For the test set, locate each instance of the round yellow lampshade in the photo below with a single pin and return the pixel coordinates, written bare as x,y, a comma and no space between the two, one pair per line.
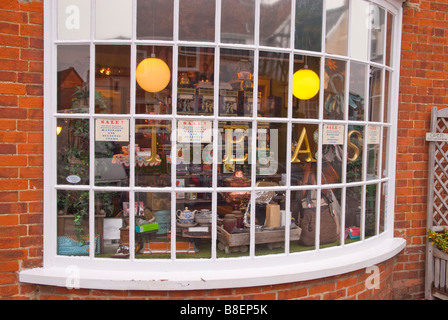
305,84
153,74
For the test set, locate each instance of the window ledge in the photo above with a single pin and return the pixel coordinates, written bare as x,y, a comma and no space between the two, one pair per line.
298,268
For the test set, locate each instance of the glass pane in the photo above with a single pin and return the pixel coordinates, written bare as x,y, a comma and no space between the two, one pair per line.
373,137
353,207
195,93
271,153
233,231
154,81
73,145
355,138
113,19
308,28
389,35
375,94
238,21
275,23
153,153
236,83
73,238
304,106
332,152
197,20
377,15
112,152
334,99
356,103
193,226
336,35
112,79
73,19
73,79
194,153
155,19
304,146
270,216
273,79
111,224
330,218
234,160
371,210
359,30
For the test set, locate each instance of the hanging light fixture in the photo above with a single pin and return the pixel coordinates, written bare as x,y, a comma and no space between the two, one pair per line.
153,74
305,84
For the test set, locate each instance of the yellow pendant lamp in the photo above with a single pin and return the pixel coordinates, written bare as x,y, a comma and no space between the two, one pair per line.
153,74
305,84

····················

**WHAT YOU ARE ASKED TO DO:**
Extract every record above word for word, leaving out the picture.

**SOLUTION TO THIS EXERCISE:**
For the test set, locate each instance of the round yellow lampshade in the photo below with a single pin and return the pixel coordinates, written bare as x,y, a comma and no space between the two, one pair per line.
305,84
153,74
For the test set, locate each instance of the window ledge in the photo above with a single pin and return the pixel coordinates, written bare as x,y, a comma and no space between the two, one pair per line.
298,268
For the test set, locate each instance of the glass pane in the photo above with a single pin and return the pixel coordinates, written bare as x,y, a comma and no space between the two, one pair per line.
373,137
353,207
195,93
271,153
233,231
154,81
73,145
355,138
113,19
308,28
389,35
375,94
238,21
275,23
153,153
236,83
73,238
304,106
332,152
197,20
377,15
112,152
334,99
356,103
193,226
336,35
112,79
73,19
73,79
194,153
155,19
304,146
270,216
273,79
111,224
330,218
234,160
371,210
359,30
For the test set, locate each instance of the hanging light fixture in the photo above with a single pin and return the pixel coordinates, written bare as x,y, a comma and no space between the two, one pair per line.
153,74
305,84
For the test set, locate each instance of the yellow pendant lamp in the photo above with a single pin and return the pixel coordinates, written bare as x,y, a comma and no space between the two, one pair per line.
153,74
305,84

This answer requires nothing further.